+++ Source records

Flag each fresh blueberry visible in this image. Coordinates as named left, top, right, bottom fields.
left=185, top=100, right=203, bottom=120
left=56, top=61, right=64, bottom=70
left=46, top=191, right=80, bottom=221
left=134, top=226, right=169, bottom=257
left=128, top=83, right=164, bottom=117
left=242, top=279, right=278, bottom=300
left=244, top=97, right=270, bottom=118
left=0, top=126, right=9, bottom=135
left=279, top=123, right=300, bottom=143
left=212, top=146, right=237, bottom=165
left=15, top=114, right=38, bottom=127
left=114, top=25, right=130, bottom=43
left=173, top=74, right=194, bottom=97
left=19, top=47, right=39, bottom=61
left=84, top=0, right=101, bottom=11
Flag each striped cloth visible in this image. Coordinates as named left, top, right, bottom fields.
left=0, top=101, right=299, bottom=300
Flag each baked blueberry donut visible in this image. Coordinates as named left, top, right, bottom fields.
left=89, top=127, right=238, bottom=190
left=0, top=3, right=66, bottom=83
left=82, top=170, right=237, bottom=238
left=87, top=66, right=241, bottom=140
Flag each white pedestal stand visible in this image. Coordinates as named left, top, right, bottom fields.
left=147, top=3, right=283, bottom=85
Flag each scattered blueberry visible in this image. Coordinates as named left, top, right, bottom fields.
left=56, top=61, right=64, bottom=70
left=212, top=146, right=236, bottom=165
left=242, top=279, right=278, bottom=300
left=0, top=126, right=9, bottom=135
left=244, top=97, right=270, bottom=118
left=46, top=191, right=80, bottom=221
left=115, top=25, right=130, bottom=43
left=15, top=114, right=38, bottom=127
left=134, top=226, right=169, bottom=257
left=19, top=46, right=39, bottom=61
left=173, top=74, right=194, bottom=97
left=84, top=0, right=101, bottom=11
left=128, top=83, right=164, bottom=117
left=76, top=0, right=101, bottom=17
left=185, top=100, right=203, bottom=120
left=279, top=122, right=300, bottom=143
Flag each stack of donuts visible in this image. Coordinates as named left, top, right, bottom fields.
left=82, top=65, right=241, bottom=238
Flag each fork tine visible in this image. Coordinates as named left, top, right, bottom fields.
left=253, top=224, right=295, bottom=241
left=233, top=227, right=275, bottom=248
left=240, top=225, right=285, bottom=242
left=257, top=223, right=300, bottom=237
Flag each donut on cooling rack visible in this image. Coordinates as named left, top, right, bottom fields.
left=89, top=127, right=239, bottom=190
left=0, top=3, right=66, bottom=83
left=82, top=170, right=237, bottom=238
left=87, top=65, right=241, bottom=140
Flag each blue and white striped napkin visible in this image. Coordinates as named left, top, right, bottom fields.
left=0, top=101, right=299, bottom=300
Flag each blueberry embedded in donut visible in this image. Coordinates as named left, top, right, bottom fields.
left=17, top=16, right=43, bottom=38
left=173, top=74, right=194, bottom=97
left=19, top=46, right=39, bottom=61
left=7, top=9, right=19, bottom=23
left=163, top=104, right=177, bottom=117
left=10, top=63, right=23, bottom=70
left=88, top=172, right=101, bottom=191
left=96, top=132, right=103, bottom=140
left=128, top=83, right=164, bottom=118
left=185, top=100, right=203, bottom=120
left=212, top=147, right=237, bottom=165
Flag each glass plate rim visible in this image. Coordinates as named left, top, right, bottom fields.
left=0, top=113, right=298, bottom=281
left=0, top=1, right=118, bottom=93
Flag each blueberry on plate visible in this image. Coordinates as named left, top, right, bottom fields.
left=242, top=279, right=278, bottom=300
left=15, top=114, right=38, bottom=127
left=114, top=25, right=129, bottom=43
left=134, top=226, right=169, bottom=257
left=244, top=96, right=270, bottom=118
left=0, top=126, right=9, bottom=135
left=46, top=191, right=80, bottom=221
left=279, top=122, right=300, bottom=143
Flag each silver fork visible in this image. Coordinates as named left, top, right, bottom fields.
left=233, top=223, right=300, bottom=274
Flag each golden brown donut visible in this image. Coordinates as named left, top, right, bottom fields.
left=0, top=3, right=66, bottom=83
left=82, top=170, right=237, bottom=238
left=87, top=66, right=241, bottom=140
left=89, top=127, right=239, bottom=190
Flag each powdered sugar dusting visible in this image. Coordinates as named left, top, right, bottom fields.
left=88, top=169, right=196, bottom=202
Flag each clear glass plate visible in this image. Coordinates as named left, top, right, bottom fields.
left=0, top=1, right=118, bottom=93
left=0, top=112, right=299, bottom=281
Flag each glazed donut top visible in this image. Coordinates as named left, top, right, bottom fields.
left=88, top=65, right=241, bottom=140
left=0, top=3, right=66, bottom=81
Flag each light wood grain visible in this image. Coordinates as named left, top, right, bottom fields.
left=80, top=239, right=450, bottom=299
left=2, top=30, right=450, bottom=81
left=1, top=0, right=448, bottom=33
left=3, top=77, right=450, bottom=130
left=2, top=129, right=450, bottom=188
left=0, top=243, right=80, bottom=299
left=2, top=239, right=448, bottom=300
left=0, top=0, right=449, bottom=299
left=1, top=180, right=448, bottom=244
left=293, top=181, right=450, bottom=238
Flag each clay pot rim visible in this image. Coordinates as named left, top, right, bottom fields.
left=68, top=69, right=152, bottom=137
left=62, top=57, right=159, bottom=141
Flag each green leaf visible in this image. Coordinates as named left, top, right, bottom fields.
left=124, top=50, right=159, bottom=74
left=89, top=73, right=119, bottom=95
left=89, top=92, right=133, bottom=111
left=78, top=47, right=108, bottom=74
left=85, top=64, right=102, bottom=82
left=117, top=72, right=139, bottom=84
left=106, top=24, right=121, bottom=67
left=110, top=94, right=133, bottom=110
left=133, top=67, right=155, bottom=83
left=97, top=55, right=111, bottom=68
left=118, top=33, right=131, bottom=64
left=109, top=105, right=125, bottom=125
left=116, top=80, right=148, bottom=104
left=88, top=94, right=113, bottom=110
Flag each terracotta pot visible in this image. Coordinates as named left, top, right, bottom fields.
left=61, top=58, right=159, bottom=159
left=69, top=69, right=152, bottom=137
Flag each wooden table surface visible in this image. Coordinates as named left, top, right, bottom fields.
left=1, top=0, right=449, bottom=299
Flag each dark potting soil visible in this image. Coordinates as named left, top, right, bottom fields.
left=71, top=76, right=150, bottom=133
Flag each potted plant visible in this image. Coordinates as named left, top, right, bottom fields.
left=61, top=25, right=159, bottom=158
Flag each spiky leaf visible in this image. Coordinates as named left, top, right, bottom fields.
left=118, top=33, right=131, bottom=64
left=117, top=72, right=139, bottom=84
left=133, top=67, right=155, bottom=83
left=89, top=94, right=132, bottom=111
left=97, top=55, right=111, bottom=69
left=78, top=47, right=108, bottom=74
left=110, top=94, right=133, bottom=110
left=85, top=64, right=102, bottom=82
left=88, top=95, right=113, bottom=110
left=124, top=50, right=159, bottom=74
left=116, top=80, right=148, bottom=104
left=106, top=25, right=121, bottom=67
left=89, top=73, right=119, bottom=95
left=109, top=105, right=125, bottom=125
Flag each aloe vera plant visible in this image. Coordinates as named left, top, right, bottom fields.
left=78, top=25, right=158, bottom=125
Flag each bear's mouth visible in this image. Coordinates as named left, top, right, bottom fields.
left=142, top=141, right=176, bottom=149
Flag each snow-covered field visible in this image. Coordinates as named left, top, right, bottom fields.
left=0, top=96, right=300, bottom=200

++++++

Task description: Only the last part of the records is wanted. Repeat it exactly, beginning at the line containing "Flag each bear's" and ending at the final line.

Answer:
Flag each bear's mouth visible in this image. Coordinates as named left, top, right, bottom fields.
left=142, top=141, right=176, bottom=149
Flag each snow-covered field visible in this image. Coordinates as named left, top, right, bottom fields.
left=0, top=96, right=300, bottom=200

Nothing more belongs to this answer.